Challenge: Please rewrite the data from the line with "Greenhouse-scouting request: tag the red laptop" to the line with "Greenhouse-scouting request: tag the green leafy", replacing "grower's notes" with "scouting log" and leaving everything else unchanged. Give only those lines.

Supplied records:
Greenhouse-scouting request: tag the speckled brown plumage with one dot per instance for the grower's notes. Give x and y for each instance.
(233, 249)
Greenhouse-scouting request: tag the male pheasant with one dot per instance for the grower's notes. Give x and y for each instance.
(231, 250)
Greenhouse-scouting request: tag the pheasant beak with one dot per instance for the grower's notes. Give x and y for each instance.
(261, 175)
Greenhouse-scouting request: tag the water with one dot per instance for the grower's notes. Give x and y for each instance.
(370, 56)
...
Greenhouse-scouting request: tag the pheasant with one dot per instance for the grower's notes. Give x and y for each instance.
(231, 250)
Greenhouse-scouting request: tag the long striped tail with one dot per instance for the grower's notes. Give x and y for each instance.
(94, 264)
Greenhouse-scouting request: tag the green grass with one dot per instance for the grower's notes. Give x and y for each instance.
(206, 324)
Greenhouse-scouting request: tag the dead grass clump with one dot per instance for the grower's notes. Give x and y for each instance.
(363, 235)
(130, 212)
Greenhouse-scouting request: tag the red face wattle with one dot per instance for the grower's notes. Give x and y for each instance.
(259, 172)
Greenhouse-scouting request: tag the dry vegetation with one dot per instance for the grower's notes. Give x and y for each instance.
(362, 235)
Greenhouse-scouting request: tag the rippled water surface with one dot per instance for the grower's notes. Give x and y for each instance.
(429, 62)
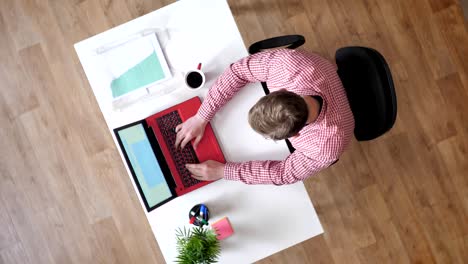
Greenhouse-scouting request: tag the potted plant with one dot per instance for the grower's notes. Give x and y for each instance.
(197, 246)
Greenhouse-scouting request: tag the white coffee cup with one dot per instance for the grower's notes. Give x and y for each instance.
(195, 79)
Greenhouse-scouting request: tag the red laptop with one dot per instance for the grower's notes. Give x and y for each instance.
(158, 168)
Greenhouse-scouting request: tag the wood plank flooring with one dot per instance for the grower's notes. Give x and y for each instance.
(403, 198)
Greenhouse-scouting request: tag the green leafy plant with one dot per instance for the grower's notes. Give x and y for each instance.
---
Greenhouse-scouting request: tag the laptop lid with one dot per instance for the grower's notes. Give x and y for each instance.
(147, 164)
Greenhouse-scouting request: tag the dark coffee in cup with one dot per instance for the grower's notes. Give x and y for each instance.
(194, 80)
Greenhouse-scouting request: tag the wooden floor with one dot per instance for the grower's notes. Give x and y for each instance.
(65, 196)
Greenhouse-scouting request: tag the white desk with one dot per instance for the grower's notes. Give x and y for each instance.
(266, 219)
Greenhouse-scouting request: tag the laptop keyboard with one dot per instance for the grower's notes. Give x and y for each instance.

The response:
Greenhouse-scouting request: tag the red laptop with one dot per instance for the scouting log. Give x and y for each instance.
(158, 168)
Greenhouse-scouting request: tag the wood plank flooring with one dot per instance for the scouting log. Give x and y for each instance.
(403, 198)
Greenhouse-scouting request: tag the green leafy plant with one dot per instance for the scouting log. Give x and y for each instance.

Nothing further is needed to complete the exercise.